[Stored data entries]
= Beginning of Section =

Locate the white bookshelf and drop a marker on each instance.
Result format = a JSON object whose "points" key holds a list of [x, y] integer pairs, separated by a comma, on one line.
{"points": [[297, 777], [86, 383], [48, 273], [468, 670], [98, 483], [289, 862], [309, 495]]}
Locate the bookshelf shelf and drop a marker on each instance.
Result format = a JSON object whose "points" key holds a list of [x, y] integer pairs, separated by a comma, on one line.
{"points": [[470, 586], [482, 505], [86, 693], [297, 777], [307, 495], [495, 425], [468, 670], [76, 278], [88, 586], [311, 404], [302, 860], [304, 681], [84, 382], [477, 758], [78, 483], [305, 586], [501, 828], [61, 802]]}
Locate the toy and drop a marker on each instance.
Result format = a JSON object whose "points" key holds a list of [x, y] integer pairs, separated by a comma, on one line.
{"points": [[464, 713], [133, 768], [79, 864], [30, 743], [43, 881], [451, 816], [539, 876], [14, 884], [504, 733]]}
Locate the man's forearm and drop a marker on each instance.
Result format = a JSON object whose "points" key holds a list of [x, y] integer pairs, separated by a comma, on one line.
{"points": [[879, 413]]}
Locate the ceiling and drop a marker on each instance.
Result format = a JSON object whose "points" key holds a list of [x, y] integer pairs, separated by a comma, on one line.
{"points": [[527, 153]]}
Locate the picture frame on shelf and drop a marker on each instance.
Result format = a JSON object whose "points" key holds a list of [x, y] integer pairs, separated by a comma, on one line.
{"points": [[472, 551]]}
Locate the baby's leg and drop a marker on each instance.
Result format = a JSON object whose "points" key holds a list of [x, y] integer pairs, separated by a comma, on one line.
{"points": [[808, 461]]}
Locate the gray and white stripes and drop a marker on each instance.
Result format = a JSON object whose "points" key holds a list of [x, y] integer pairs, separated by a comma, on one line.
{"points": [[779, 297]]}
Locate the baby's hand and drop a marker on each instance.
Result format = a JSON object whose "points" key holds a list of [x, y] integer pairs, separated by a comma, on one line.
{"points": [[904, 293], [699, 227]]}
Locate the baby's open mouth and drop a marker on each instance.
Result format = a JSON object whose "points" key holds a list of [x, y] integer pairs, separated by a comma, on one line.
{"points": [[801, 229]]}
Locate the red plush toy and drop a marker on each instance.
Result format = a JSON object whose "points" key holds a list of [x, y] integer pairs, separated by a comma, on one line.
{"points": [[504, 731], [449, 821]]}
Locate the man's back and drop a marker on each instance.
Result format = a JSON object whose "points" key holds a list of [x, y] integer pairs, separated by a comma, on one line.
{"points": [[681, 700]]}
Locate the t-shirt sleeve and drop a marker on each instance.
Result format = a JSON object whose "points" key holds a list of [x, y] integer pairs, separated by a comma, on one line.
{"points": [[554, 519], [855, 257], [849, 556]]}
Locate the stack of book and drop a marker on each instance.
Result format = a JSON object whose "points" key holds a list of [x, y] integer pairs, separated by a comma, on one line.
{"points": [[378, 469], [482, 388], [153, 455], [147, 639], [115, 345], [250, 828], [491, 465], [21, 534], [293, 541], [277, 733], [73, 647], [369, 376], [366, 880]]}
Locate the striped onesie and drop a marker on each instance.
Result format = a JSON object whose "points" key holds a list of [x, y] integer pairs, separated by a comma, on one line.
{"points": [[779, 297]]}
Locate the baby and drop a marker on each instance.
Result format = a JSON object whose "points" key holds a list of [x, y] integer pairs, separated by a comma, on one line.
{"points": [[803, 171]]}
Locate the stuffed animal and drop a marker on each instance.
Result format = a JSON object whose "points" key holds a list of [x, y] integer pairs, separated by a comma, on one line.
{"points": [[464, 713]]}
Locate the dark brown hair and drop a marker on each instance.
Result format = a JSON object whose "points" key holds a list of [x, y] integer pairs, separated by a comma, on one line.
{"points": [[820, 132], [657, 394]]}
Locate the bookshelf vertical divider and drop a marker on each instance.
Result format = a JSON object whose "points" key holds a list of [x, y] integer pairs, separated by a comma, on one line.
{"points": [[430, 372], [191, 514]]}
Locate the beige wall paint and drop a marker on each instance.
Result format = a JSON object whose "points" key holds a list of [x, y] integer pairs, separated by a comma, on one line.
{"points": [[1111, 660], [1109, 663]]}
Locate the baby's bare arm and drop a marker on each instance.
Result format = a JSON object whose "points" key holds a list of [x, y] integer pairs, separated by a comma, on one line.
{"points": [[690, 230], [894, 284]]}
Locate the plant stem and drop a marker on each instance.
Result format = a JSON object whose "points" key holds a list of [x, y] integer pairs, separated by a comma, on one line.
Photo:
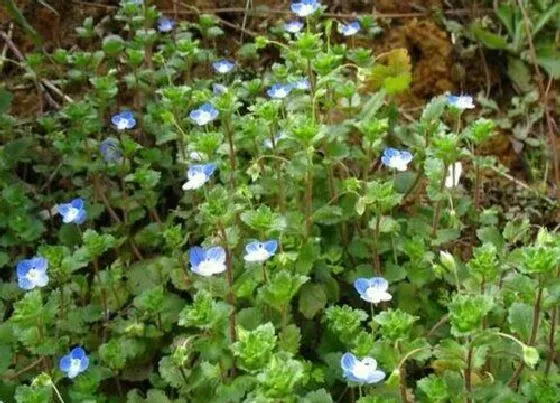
{"points": [[232, 162], [231, 295], [536, 313], [476, 182], [468, 372], [437, 208], [402, 373], [551, 340], [309, 195], [377, 261]]}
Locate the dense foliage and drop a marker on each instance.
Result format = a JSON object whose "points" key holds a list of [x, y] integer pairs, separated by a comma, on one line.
{"points": [[193, 228]]}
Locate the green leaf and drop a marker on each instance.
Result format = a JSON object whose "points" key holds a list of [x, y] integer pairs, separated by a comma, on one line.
{"points": [[312, 299], [491, 40], [328, 215], [5, 100], [317, 396], [254, 348], [113, 44], [520, 319], [548, 57], [434, 388], [289, 339], [530, 356]]}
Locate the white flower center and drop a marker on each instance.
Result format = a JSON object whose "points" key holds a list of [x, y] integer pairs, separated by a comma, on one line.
{"points": [[204, 117], [373, 294], [74, 368], [33, 275], [195, 181], [72, 214], [307, 9], [398, 163], [208, 267], [122, 124], [258, 255], [362, 370]]}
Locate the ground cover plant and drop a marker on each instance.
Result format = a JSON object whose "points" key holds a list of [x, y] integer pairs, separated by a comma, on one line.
{"points": [[189, 226]]}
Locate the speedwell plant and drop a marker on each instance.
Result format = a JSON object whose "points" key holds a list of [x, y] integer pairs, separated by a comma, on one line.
{"points": [[195, 227]]}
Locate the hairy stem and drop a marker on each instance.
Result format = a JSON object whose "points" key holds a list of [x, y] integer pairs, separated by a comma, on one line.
{"points": [[437, 208], [468, 373], [551, 340]]}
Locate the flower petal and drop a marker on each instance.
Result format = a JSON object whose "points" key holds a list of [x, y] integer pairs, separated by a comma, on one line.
{"points": [[196, 255]]}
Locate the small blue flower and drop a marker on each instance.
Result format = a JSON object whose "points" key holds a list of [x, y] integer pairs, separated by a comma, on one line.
{"points": [[305, 8], [397, 159], [74, 362], [123, 120], [110, 150], [207, 262], [293, 27], [460, 102], [260, 251], [165, 24], [73, 211], [373, 290], [198, 175], [32, 273], [302, 84], [204, 115], [223, 66], [349, 29], [219, 89], [279, 91], [279, 136], [361, 371]]}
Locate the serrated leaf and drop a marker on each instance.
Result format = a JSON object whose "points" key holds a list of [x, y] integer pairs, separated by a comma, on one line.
{"points": [[312, 299], [520, 319]]}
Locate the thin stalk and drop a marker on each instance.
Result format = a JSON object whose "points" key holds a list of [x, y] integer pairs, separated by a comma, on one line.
{"points": [[377, 261], [468, 372], [551, 340], [103, 299], [437, 208], [402, 373], [477, 178], [232, 162], [231, 295]]}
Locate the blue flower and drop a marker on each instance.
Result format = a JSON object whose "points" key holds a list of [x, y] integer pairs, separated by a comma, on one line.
{"points": [[73, 211], [349, 29], [74, 362], [279, 91], [165, 24], [305, 8], [302, 84], [198, 175], [373, 290], [32, 273], [260, 251], [293, 26], [361, 371], [223, 66], [204, 115], [397, 159], [110, 150], [207, 262], [123, 120], [279, 136], [219, 89], [461, 102]]}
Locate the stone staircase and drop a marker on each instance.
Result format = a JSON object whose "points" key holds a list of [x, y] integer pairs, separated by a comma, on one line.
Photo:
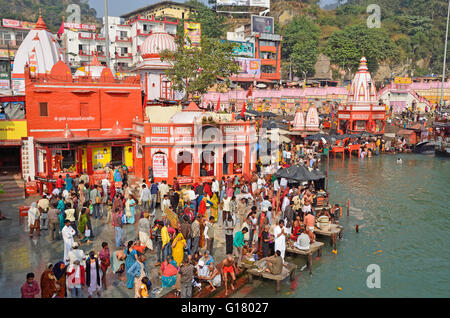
{"points": [[13, 187]]}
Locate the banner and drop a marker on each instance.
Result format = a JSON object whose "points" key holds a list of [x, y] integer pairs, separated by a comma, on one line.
{"points": [[193, 32], [244, 3], [262, 24], [249, 67], [402, 80], [16, 24], [79, 26], [246, 49]]}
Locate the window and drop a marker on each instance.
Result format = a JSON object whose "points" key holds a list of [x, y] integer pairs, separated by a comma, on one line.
{"points": [[43, 109], [5, 38], [84, 110], [20, 36]]}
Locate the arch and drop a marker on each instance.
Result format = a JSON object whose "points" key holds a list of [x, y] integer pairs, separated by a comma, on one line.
{"points": [[207, 163], [233, 160], [185, 163]]}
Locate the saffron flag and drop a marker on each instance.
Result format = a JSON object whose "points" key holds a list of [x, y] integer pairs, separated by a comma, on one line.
{"points": [[61, 30], [250, 91], [218, 105], [243, 111]]}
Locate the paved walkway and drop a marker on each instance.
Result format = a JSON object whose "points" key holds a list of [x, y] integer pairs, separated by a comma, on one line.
{"points": [[19, 254]]}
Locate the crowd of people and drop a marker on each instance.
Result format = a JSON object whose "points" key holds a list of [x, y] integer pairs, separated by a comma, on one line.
{"points": [[259, 216]]}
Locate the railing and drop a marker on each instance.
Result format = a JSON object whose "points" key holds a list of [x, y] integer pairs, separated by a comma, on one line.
{"points": [[123, 39]]}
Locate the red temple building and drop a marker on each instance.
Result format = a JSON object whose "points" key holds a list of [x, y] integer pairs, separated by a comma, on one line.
{"points": [[362, 112], [79, 123], [193, 145]]}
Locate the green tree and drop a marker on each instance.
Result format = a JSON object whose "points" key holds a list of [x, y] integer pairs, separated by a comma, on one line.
{"points": [[194, 71], [300, 45], [347, 46]]}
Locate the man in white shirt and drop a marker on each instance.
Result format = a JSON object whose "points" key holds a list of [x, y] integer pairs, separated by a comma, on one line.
{"points": [[67, 233], [303, 241], [76, 254], [215, 187], [105, 185], [276, 185], [145, 198], [163, 189], [280, 238], [283, 182]]}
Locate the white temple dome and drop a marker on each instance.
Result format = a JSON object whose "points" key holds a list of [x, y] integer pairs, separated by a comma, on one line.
{"points": [[39, 50], [362, 90], [156, 43]]}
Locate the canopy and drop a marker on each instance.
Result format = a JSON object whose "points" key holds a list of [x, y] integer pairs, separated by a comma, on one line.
{"points": [[299, 173]]}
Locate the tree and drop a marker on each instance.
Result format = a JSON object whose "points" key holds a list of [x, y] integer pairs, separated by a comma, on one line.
{"points": [[300, 45], [194, 71], [347, 46]]}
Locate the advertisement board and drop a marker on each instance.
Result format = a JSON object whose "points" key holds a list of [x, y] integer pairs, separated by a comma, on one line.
{"points": [[262, 24], [79, 26], [192, 34], [244, 3], [160, 165], [248, 67], [16, 24], [402, 80], [246, 49]]}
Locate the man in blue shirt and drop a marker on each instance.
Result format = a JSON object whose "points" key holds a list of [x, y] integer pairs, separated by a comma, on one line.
{"points": [[154, 193], [238, 242]]}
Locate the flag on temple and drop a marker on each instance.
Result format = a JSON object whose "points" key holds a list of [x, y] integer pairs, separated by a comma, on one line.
{"points": [[61, 30], [243, 111], [218, 105], [250, 91]]}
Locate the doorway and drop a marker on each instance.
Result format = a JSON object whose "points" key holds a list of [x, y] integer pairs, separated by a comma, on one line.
{"points": [[117, 155]]}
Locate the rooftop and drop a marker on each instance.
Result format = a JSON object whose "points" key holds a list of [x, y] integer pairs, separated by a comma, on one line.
{"points": [[156, 5]]}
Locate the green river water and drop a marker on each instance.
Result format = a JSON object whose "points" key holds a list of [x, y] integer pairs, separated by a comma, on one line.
{"points": [[403, 215]]}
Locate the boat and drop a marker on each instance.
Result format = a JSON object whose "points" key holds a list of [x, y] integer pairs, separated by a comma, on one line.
{"points": [[425, 148]]}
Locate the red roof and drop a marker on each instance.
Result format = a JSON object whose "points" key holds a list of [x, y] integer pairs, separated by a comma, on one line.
{"points": [[192, 108]]}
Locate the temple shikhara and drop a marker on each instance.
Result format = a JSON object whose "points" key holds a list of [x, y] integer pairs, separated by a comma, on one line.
{"points": [[362, 112]]}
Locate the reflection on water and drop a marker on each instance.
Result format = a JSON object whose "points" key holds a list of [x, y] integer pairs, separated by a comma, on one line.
{"points": [[403, 215]]}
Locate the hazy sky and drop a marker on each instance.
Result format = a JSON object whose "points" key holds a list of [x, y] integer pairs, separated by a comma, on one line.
{"points": [[120, 7]]}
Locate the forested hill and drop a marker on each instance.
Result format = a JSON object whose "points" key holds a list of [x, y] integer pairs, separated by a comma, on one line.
{"points": [[52, 11]]}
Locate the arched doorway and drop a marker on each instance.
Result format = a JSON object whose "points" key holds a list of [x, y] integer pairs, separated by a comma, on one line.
{"points": [[184, 164], [232, 162], [207, 163]]}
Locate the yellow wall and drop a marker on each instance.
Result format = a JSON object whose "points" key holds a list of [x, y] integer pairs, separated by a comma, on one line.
{"points": [[13, 129], [128, 156], [106, 157]]}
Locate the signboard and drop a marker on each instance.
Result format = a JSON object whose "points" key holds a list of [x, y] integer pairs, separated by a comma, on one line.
{"points": [[402, 80], [246, 49], [4, 53], [262, 24], [79, 26], [16, 24], [192, 34], [160, 165], [248, 67], [244, 3], [13, 130]]}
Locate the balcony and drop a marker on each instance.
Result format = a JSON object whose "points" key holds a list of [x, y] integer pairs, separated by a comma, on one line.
{"points": [[84, 53], [85, 36], [123, 39], [124, 56], [141, 33]]}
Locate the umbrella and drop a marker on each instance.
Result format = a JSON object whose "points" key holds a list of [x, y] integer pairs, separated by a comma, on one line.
{"points": [[299, 173]]}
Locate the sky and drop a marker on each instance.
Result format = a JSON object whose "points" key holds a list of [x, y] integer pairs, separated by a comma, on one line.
{"points": [[119, 7]]}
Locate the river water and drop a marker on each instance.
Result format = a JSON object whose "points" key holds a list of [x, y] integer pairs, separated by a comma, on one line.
{"points": [[403, 215]]}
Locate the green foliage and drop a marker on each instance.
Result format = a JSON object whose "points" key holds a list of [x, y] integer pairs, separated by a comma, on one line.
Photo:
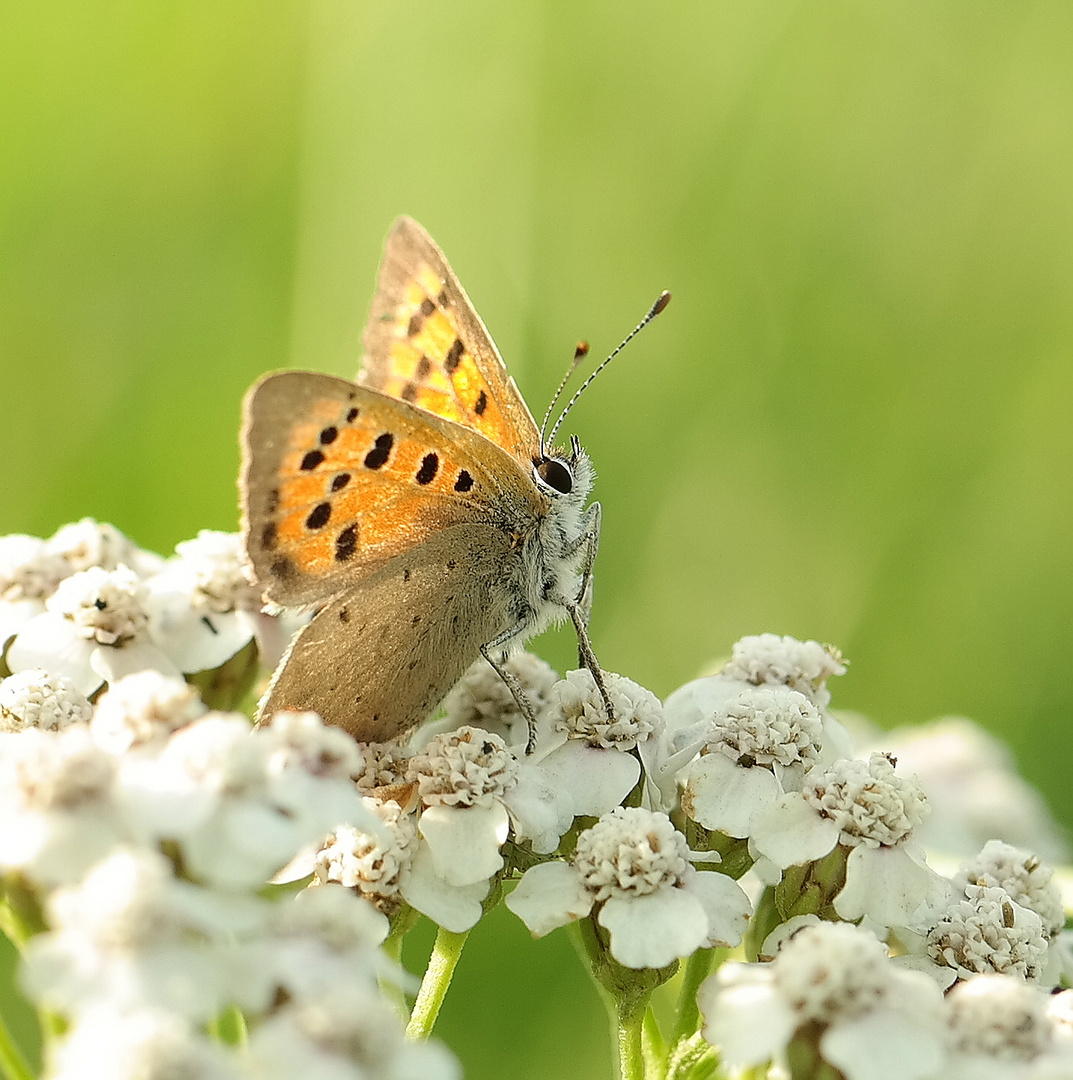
{"points": [[853, 423]]}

= End of Section =

Taking the lines above, repeat exactly those from the line that contains "Locate the t-shirt" through the line that contains "Locate the stack", and both of those lines as well. Include nothing else.

EXERCISE ANSWER:
Locate the t-shirt sleeve and drop a marker on each instance.
Result format = a JSON object whose "points" key holds a list of [x, y] integer pairs, separated by a comma, on one line.
{"points": [[554, 519], [855, 257], [849, 556]]}
Locate the stack of book and drop a marker on each instance.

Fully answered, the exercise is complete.